Hello,
the content of a PDF page is a sequence of bytes that represents graphical commands. These bytes are called the "content stream" of the page. You can get it uncompressed with this code:
Code:
page.Contents.CreateSingleContent().Stream.UnfilteredValue;
A "Hello, World" page may look like this:
Code:
1 0 0 1 0 841.8898 cm
1 0 0 -1 0 0 cm
BT
-100 Tz
/F0 -10 Tf
1 0 0 1 70.8661 80.9199 Tm
-10 TL
(Hello)Tj
/F0 -10 Tf
1 0 0 1 99.4111 80.9199 Tm
(World!)Tj
ET
You can find
Code:
(Hello)
and
Code:
(World!)
as strings.
You should find
Code:
([Customer:xxxxxxxx])
in your PDF file. This is easy to parse. Try PdfSharp Explorer to analyse your PDF.
But depending on the PDF producer application you find this:
Code:
[(H)42(e)32(l)37(l)33(0)]TJ
There is kerning information (distance adjustment) between the characters. Adobe Acrobat never creates this if you use a fixed size font like Courier. Unfortunately tools like FreePDF always creates distance information, even if it is superfluous.

Actions to take:
A. Decide whether each statement agrees with the post on PDF content streams, and answer yes or no, quoting the words of the post that settle it: (i) Adobe Acrobat adds kerning information when a fixed size font like Courier is used. (ii) The bytes that represent a page's graphical commands are called the "content stream" of the page. (iii) PdfSharp Explorer is suggested as a tool for analyzing a PDF.
B. Please extend the post on PDF content streams, starting after its last sentence.
The records that come next are separate material from the post on PDF content streams.

Provided records:
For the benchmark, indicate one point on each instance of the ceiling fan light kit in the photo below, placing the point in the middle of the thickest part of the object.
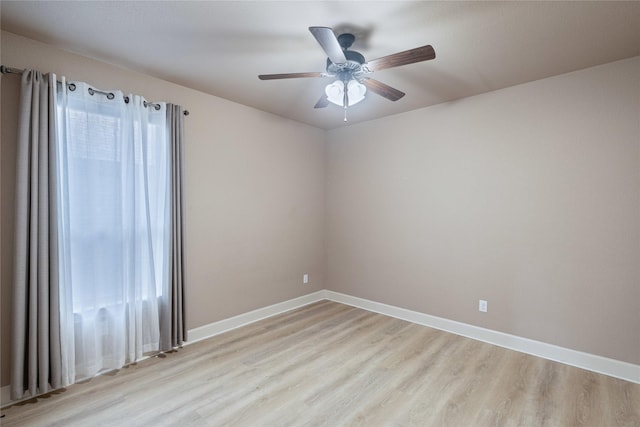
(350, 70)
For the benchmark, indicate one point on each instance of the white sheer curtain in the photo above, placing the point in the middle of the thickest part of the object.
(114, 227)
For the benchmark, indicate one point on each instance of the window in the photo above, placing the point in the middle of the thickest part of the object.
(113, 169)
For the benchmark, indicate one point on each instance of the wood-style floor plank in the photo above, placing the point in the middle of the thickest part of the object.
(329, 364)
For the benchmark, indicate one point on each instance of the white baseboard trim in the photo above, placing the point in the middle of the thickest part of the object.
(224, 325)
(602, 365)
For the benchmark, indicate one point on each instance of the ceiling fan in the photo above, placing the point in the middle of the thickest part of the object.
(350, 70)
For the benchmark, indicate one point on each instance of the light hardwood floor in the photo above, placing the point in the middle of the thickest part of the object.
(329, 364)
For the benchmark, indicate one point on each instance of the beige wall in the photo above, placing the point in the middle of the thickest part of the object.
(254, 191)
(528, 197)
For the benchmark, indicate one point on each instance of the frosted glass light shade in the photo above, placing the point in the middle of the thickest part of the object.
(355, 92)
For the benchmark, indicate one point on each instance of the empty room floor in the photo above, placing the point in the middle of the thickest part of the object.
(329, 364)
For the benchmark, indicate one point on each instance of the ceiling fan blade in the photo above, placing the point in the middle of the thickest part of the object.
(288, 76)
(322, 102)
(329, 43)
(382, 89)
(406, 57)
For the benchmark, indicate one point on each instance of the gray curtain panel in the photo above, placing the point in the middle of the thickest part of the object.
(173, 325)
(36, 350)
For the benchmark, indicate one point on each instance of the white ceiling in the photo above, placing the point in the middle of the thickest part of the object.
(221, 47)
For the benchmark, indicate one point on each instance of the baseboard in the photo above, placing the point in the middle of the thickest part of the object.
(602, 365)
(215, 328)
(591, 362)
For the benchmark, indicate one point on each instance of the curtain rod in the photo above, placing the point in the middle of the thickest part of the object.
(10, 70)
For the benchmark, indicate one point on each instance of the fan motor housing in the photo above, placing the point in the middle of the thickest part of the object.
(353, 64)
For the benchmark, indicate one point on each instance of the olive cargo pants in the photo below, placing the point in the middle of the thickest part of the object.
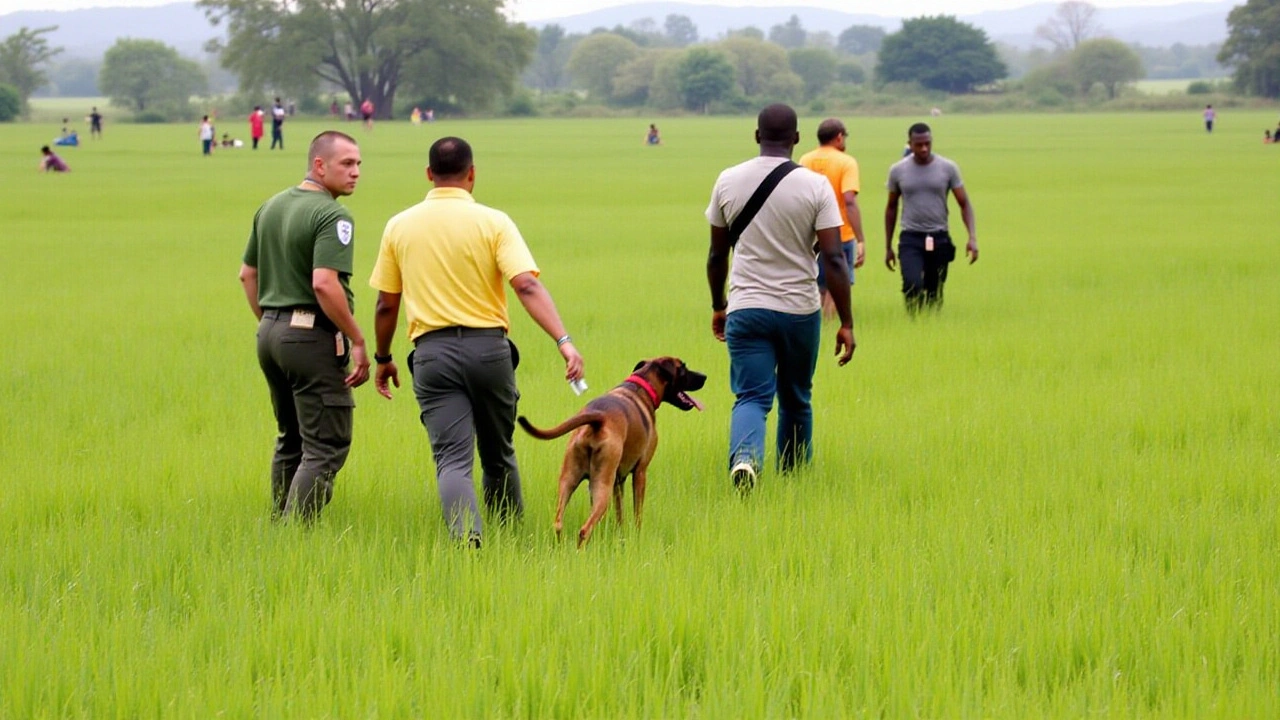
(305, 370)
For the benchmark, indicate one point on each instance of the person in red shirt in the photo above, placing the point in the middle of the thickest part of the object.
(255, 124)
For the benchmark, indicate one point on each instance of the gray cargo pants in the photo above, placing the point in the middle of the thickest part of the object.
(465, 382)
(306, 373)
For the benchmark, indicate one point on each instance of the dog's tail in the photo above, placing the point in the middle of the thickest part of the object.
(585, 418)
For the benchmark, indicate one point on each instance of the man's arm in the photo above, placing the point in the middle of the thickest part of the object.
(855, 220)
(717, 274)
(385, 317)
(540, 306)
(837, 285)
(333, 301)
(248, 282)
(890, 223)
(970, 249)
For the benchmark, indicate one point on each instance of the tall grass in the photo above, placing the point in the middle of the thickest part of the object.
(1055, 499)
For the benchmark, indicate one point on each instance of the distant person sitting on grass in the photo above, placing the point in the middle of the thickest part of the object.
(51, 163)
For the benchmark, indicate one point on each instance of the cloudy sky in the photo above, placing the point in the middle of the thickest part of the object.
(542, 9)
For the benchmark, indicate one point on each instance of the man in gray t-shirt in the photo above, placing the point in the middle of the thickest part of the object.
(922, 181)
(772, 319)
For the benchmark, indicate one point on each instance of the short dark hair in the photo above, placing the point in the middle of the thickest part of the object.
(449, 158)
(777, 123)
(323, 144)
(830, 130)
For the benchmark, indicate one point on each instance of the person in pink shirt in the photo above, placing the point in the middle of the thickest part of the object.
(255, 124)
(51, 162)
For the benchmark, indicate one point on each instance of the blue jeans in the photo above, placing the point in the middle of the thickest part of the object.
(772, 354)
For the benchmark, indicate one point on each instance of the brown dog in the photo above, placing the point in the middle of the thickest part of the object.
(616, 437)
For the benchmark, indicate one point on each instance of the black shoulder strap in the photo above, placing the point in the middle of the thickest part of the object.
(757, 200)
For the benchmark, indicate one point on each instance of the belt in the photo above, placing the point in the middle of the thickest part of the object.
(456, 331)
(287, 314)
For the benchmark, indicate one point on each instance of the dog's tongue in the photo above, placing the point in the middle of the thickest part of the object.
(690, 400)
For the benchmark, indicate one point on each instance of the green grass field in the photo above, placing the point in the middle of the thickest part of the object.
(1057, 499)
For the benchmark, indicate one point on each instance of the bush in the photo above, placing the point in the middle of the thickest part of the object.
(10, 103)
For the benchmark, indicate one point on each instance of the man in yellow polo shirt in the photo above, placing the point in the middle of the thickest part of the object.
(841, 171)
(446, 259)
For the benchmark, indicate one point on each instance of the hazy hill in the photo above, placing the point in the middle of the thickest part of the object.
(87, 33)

==

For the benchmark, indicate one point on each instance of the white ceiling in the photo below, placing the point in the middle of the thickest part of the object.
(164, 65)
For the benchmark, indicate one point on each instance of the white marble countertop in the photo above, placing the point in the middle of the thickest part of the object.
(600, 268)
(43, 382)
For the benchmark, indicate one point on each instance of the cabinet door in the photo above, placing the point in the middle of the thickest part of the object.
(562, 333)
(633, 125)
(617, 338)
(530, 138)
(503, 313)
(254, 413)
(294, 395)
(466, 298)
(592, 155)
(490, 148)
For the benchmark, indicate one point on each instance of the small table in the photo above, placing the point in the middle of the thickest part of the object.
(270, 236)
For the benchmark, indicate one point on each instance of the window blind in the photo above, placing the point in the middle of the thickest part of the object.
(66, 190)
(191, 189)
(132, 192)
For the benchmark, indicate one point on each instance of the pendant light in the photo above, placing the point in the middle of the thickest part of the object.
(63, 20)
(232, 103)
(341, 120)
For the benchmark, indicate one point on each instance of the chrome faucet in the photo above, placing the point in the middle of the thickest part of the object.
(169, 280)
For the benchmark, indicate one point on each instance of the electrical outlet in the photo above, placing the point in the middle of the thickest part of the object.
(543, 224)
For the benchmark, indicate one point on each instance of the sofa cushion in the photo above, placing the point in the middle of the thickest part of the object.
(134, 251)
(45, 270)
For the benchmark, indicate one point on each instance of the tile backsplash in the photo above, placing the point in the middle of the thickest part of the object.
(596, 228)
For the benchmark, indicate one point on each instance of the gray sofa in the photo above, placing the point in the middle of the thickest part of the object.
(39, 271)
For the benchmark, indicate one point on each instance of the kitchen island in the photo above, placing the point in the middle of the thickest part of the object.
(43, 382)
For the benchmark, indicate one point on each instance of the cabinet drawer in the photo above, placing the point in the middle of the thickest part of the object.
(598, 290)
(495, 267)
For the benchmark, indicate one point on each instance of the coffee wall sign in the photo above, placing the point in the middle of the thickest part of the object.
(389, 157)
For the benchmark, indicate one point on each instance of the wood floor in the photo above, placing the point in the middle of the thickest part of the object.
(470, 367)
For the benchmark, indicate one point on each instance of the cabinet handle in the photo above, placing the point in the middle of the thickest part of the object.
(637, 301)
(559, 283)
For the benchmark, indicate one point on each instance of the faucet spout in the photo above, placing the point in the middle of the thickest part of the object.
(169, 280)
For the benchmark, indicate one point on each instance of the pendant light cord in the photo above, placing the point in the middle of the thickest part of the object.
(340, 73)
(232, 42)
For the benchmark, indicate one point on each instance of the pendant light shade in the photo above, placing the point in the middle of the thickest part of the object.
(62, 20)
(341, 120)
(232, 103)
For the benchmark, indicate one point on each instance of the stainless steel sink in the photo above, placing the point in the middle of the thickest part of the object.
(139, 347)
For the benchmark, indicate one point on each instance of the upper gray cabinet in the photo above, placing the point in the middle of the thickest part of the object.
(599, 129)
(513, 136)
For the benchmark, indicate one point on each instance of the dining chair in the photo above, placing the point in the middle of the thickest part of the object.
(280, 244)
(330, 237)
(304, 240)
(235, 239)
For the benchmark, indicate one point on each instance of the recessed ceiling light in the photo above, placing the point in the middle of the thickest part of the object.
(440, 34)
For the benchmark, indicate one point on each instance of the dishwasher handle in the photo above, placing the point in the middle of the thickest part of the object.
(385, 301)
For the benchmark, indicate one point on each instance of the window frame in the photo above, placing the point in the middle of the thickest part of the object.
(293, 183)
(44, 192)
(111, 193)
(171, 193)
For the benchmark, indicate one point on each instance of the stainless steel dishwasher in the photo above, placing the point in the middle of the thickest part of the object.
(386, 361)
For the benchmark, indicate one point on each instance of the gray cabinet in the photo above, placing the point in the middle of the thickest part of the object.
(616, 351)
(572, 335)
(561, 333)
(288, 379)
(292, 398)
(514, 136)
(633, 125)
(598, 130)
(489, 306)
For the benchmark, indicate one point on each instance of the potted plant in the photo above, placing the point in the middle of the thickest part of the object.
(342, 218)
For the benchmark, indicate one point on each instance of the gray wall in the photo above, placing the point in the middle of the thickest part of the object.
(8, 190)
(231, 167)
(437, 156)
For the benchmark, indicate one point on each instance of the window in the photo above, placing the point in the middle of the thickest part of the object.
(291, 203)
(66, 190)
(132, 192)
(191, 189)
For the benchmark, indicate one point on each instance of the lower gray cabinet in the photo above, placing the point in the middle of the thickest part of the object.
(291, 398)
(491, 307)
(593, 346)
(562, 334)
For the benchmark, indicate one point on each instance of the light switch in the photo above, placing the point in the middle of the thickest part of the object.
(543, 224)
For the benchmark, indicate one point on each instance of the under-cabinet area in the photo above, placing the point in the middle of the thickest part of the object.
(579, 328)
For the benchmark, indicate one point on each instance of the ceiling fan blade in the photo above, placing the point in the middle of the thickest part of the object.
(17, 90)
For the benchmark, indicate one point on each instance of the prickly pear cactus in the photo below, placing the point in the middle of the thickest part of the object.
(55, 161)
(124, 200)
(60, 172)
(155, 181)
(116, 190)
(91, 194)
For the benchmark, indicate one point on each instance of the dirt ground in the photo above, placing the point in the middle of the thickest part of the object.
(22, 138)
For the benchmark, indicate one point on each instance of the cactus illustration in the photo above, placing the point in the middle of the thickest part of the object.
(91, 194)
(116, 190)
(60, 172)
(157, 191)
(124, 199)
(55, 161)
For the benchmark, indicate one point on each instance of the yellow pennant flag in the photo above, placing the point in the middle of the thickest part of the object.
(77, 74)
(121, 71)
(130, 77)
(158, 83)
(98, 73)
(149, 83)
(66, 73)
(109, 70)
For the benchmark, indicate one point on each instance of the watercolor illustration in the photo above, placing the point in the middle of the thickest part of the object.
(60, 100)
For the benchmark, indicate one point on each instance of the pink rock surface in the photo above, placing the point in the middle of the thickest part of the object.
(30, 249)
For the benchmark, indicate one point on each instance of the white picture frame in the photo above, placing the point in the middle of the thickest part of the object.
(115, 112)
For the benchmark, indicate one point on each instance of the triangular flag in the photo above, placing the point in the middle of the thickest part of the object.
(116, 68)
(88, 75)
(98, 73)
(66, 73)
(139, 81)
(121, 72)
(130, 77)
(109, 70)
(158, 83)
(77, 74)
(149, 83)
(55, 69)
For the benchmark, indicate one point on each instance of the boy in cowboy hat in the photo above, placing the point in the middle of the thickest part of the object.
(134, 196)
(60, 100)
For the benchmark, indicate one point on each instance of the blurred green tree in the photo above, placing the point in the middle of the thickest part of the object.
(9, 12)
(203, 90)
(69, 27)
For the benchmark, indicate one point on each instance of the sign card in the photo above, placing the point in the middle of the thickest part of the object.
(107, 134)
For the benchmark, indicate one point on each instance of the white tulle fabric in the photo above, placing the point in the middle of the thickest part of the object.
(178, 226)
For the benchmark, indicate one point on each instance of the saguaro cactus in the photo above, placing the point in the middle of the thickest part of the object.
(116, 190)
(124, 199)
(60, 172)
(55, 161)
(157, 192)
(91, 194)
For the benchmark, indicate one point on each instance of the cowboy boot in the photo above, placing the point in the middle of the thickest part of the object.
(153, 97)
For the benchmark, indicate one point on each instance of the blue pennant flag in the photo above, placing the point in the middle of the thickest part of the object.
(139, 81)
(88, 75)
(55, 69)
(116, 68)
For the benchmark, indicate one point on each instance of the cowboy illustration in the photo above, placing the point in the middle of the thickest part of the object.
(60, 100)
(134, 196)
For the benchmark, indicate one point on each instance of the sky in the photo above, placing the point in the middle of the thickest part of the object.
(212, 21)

* * *

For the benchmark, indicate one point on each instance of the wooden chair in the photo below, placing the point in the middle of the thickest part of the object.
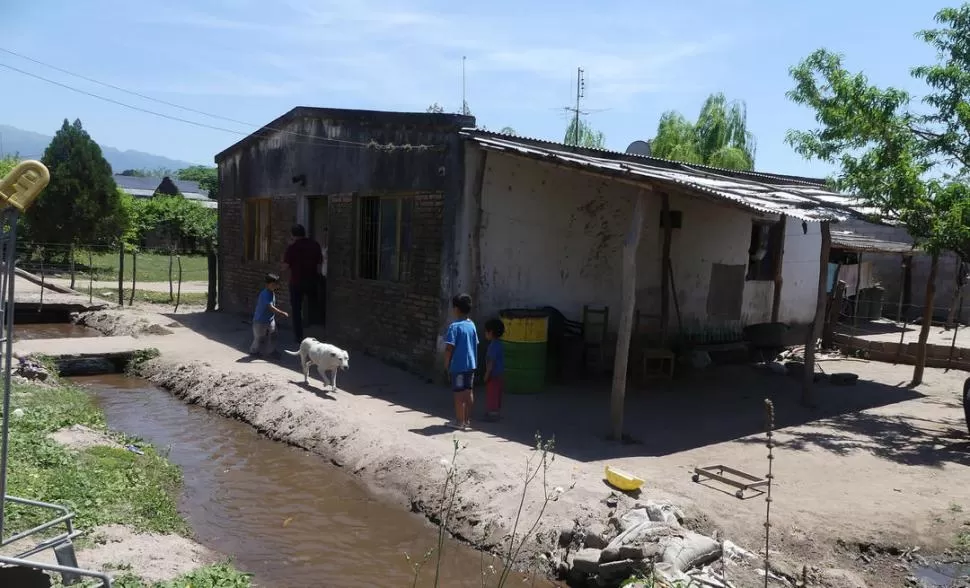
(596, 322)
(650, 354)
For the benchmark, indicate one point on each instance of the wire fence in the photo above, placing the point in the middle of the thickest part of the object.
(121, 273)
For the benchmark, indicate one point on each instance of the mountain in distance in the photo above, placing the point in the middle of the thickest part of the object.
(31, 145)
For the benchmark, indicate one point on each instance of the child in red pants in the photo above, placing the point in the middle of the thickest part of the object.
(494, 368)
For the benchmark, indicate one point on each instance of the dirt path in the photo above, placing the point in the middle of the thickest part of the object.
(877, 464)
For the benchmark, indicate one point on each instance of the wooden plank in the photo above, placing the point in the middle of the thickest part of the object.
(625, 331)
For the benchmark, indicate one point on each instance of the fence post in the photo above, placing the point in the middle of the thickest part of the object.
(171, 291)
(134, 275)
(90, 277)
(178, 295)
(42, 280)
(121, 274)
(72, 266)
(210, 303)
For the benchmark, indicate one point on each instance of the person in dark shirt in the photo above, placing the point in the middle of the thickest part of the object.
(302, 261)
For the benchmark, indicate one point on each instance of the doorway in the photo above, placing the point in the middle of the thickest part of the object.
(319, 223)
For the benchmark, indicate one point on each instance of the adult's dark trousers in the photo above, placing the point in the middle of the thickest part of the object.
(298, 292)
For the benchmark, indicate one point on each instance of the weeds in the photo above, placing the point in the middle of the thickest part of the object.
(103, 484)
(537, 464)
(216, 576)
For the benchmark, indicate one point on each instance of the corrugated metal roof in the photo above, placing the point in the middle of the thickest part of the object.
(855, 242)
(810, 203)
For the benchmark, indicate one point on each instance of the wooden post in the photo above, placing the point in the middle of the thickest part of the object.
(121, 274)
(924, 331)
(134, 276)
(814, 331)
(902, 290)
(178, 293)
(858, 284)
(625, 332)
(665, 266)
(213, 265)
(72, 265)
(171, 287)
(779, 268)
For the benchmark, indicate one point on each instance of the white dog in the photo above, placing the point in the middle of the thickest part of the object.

Outputs:
A.
(i) No: "Adobe Acrobat never creates this if you use a fixed size font like Courier."
(ii) Yes: "These bytes are called the "content stream" of the page."
(iii) Yes: "Try PdfSharp Explorer to analyse your PDF."

B.
We at empira currently have the same problem to identify address information in PDF files and split it into single files. We recommend using Adobe Acrobat as producer and Courier New as font for the information text.
Further I wrote the class PdfSharp.Pdf.Content.ContentReader to convert a content stream into a squence of operation (it is in the current source code). Maybe this reader helps you to find your text.
I will publish our solution if we have one (currently we are working on other things).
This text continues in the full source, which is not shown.